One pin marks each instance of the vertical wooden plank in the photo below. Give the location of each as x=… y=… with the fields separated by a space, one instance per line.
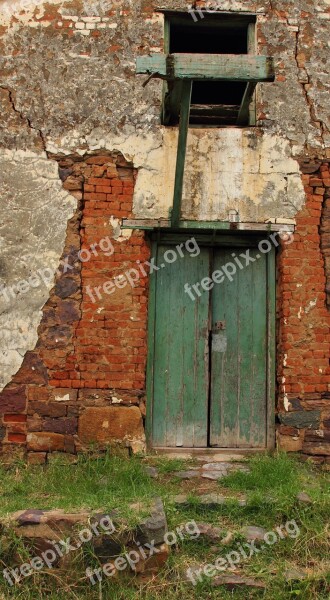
x=151 y=344
x=258 y=401
x=239 y=370
x=245 y=348
x=180 y=391
x=271 y=334
x=181 y=152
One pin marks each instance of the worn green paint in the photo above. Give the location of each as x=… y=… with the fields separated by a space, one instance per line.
x=226 y=400
x=180 y=389
x=212 y=67
x=244 y=111
x=239 y=370
x=271 y=347
x=181 y=152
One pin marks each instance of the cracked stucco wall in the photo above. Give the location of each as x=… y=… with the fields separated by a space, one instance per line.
x=68 y=85
x=34 y=210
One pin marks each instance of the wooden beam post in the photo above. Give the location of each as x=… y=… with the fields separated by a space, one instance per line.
x=181 y=153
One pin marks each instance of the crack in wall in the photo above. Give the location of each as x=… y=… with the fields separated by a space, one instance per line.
x=311 y=107
x=23 y=117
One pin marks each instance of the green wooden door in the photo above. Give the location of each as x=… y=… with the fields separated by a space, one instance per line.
x=222 y=397
x=181 y=375
x=238 y=395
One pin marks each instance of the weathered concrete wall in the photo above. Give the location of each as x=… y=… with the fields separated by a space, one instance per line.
x=68 y=87
x=34 y=210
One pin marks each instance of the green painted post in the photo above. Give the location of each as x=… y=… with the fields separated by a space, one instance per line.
x=181 y=153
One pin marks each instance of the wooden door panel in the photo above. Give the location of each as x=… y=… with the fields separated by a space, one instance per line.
x=238 y=399
x=181 y=371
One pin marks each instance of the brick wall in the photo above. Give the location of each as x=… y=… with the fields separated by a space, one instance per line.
x=304 y=322
x=85 y=380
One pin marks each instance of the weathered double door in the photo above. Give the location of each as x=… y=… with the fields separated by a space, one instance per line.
x=209 y=377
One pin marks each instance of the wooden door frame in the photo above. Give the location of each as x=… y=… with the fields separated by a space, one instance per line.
x=216 y=240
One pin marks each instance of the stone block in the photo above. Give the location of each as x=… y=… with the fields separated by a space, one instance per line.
x=154 y=528
x=109 y=424
x=36 y=458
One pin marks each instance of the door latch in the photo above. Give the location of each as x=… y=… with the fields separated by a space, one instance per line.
x=219 y=326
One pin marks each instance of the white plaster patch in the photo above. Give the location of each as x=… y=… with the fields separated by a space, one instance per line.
x=226 y=169
x=119 y=234
x=33 y=197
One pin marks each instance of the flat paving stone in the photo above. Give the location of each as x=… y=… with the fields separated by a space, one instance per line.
x=210 y=533
x=187 y=474
x=294 y=575
x=236 y=581
x=151 y=471
x=304 y=498
x=252 y=533
x=215 y=475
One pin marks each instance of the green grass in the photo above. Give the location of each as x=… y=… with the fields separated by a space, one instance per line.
x=107 y=483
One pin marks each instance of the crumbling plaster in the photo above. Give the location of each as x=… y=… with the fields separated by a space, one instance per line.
x=34 y=210
x=70 y=90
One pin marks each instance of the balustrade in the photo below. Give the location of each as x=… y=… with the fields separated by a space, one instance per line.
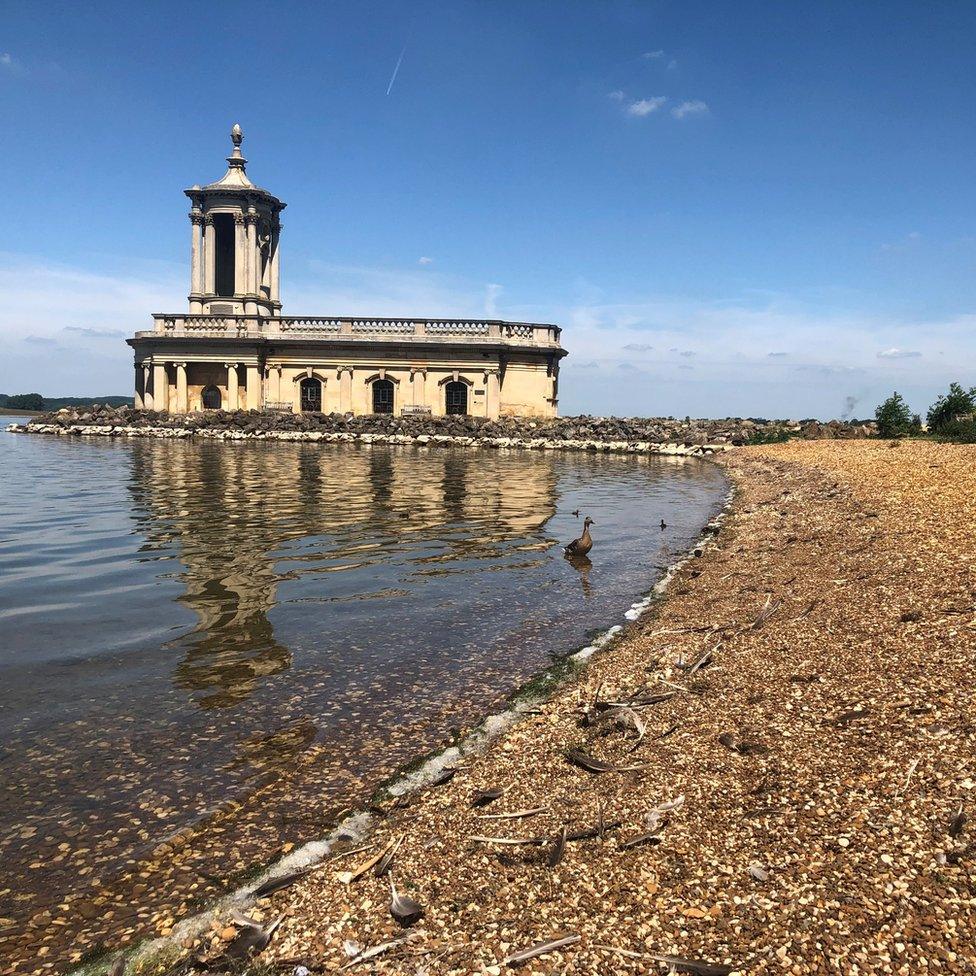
x=419 y=329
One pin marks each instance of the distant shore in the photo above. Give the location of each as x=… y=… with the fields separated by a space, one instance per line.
x=791 y=797
x=634 y=435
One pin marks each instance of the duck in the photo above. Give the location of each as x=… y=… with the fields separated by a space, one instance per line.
x=582 y=545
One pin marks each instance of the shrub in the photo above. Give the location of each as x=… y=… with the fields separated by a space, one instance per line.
x=893 y=417
x=958 y=405
x=959 y=431
x=25 y=401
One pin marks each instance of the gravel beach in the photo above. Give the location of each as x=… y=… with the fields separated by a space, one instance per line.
x=789 y=780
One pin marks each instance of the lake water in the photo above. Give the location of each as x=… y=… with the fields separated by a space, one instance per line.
x=281 y=626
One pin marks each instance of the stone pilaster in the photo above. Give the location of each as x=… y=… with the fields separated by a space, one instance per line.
x=253 y=388
x=209 y=255
x=160 y=387
x=182 y=404
x=275 y=283
x=251 y=284
x=492 y=394
x=345 y=388
x=240 y=255
x=233 y=395
x=196 y=261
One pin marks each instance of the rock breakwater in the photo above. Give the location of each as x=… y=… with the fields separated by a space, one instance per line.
x=654 y=435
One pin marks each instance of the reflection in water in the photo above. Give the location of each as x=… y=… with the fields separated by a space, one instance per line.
x=286 y=624
x=234 y=512
x=582 y=565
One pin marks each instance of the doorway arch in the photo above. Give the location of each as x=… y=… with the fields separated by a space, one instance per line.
x=383 y=396
x=310 y=395
x=455 y=398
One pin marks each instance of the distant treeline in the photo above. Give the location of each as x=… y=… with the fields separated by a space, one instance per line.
x=34 y=401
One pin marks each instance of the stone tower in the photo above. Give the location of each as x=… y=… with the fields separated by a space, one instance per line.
x=234 y=248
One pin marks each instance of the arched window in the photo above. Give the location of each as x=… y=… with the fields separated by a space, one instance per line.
x=456 y=397
x=383 y=396
x=311 y=395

_REQUIREMENT:_ Only the text is to be copied: please reproduce the records exactly and drop the pictures.

_EXPECTED OUTPUT:_
One pin marks each instance of the vertical wooden plank in the photo below. Give the location of each as x=… y=… with the fields separated by a space, one instance per line.
x=151 y=344
x=258 y=401
x=239 y=370
x=245 y=348
x=180 y=391
x=271 y=334
x=181 y=152
One pin marks each instance of the worn green paint in the photo above. Give the location of each as x=… y=… with the fields separated by a space, one instance per line.
x=226 y=400
x=180 y=389
x=212 y=67
x=244 y=111
x=239 y=370
x=271 y=347
x=181 y=152
One pin marks each instance of the cracked stucco wall in the photo above. Give the location of each as x=… y=… with the fields separated by a space, one instance per line.
x=68 y=85
x=34 y=210
One pin marks each instance of the wooden beam post in the photo above. Give the location of each as x=… y=… with the fields separated by a space, one instance per line.
x=181 y=153
One pin marks each instance of the crack in wall in the photo above. Give the location of each as x=… y=… with the fields separated by a space, one instance per line.
x=311 y=107
x=23 y=117
One pin marks each instance of the green wooden door in the photo above. Give the location of each as x=… y=… with the fields separated by a space, one instance per line.
x=222 y=397
x=181 y=375
x=238 y=395
One pin marks each instance of the weathered concrete wall in the photo above. Give the location of each as x=… y=… with the fields separated by a space, one instance per line.
x=68 y=87
x=34 y=210
One pin marks each instance of the green painted post in the photo above. Give the location of each as x=… y=… with the fields separated by a space, one instance per line.
x=181 y=153
One pin marks each instance of the wooden door panel in the photo above. Give the location of each as x=… y=… with the fields separated by a space, one instance per line.
x=238 y=399
x=181 y=371
One pin marks each instance of the brick wall in the photo above. Give the location of each as x=… y=… with the fields separated by a space, one instance per line.
x=304 y=322
x=85 y=380
One pin marks each instance of the weathered double door in the photo above. Give the location of each as x=… y=… with the fields separated by a space, one instance per line.
x=209 y=377
One pin marks each instance of the wooden door frame in the photo above. Give the location of each as x=… y=… with the fields separated by a space, one instance per line.
x=216 y=240
One pin marks each instance of the stone block in the photo above. Give the location of each as x=… y=… with the fields separated by a space, one instance per line.
x=154 y=528
x=109 y=424
x=36 y=458
One pin marks each instance of the door latch in the photo above. Give the location of each as x=… y=… with the fields separated by a space, one instance per line.
x=219 y=326
One pin marks each instance of the white plaster patch in the photo above. Give the location of each as x=… y=… with the fields separated by a space, one instance per line.
x=226 y=169
x=119 y=234
x=33 y=197
One pin marks each instance of the flat paving stone in the photo above. Give the location of each as x=… y=… with the fields separated by a space, one instance per line.
x=210 y=533
x=187 y=474
x=294 y=575
x=236 y=581
x=151 y=471
x=304 y=498
x=252 y=533
x=215 y=475
One pin marks each instance of the green grass in the photo above. Give the location of each as x=… y=… with the fields separated by a space, one instance per line.
x=107 y=483
One pin marks each instance of the crumbling plaster in the photo above. Give the location of each as x=… y=… with the fields separated by a space, one instance per line.
x=34 y=210
x=70 y=90
One pin marks each instance of the balustrade in the photo below. Give the location of each as x=… y=… with the fields separated by a space, one instance per line.
x=419 y=329
One pin marks each instance of the distant shore in the photo above. Give the location of each as x=… y=… with the fields separated by a space, one instance per line.
x=791 y=797
x=634 y=435
One pin marks each instance of the duck in the photo above. Give the location of each as x=… y=… with the fields separated by a space, one instance per line.
x=582 y=545
One pin marks each instance of the shrub in the photo above. Give the location of each as x=… y=… with the fields separated by a space, one instance per line.
x=893 y=417
x=958 y=405
x=959 y=431
x=25 y=401
One pin marks each instance of the gravel beach in the photo above. Give the location of each as x=… y=… with the fields separated by a space, one instance per line.
x=789 y=780
One pin marks each instance of the lake water in the photo above. Give the location of each as x=… y=… with the fields separated by a space, one instance per line.
x=281 y=626
One pin marks each instance of the stone pilaster in the photo above. Give the location of each as x=… y=… with the fields separated by a space, one instance per line.
x=253 y=388
x=209 y=255
x=160 y=387
x=182 y=404
x=275 y=283
x=251 y=284
x=492 y=394
x=345 y=388
x=240 y=255
x=233 y=395
x=196 y=261
One pin marks each instance of the rock breakwater in the photo above. Give the location of each as x=… y=… with the fields separated by a space, one instance per line.
x=654 y=435
One pin marks each instance of the reflection in water in the photo above. Give the location of each as x=… y=… with the fields separated by a space, one instance per line.
x=286 y=624
x=234 y=512
x=582 y=565
One pin marks each instance of the doorway arch in the photo above. Give the location of each as x=… y=… with the fields separated by a space, one instance per line.
x=383 y=396
x=310 y=395
x=455 y=398
One pin marks each instance of the distant treeline in the photo above. Give the location of each as x=… y=… with the fields separated by a space, one instance per line.
x=34 y=401
One pin marks each instance of the stone tower in the photo above. Give the location of each as x=… y=… with the fields separated by a space, one instance per line.
x=234 y=248
One pin marks each instance of the arched window in the photo above. Give the location of each as x=… y=… with the fields separated by a space, one instance per line.
x=456 y=397
x=383 y=396
x=311 y=395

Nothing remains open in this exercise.